--- Start of Data listing ---

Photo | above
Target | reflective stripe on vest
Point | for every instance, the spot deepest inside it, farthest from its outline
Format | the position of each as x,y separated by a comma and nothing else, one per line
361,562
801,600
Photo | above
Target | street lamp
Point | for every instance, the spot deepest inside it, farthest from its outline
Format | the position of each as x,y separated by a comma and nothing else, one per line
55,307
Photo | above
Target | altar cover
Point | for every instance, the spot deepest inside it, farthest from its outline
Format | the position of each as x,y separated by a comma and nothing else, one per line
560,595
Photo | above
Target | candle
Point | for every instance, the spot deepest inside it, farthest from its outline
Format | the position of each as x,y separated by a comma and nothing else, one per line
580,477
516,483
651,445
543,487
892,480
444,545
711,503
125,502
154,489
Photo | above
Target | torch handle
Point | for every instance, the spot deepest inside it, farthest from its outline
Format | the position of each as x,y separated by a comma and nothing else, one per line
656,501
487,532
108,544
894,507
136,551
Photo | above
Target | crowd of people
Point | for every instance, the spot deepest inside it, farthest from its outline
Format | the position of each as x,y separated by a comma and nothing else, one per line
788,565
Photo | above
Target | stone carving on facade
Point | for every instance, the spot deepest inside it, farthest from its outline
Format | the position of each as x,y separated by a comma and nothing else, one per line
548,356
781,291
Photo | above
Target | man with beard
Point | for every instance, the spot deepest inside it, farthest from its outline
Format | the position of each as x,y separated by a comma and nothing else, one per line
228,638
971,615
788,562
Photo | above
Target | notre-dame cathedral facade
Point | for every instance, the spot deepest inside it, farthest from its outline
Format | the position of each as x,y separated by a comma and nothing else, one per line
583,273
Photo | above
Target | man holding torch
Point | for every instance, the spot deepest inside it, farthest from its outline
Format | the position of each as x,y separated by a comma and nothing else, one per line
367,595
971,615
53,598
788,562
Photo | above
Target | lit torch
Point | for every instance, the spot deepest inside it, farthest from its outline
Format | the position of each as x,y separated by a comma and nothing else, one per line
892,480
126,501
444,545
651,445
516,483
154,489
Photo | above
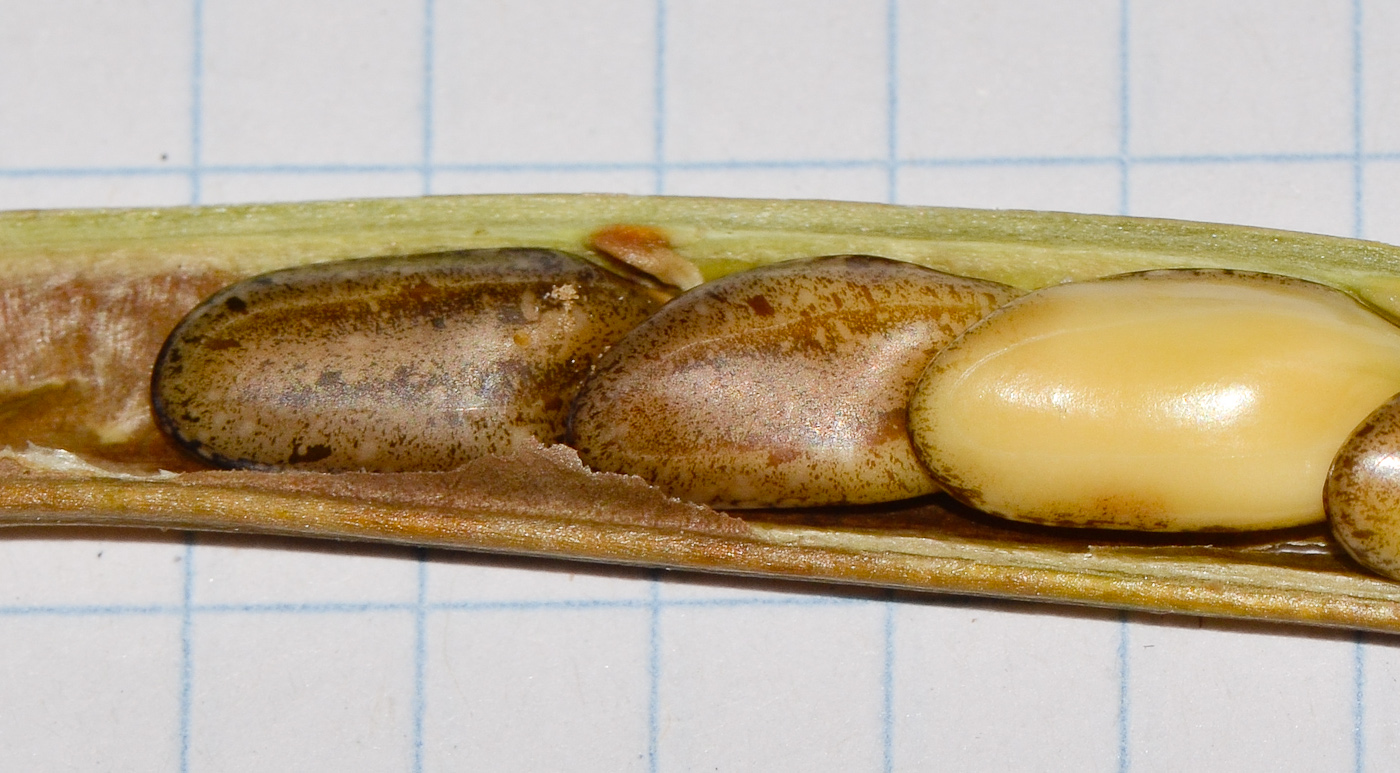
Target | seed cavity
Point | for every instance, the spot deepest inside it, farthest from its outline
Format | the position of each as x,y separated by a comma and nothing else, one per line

--- End of Data listing ---

* Exercise task *
List every line of the data above that contains the word "Target", copying each line in full.

* Answer to this exercise *
Target | reflective stripe on vest
Target | street lamp
Target | altar cover
Target | candle
Target | torch handle
Target | crowd of people
Target | stone carving on facade
Target | man with beard
Target | notre-dame cathedral facade
Target | man holding torch
Target | lit torch
Target | seed cavity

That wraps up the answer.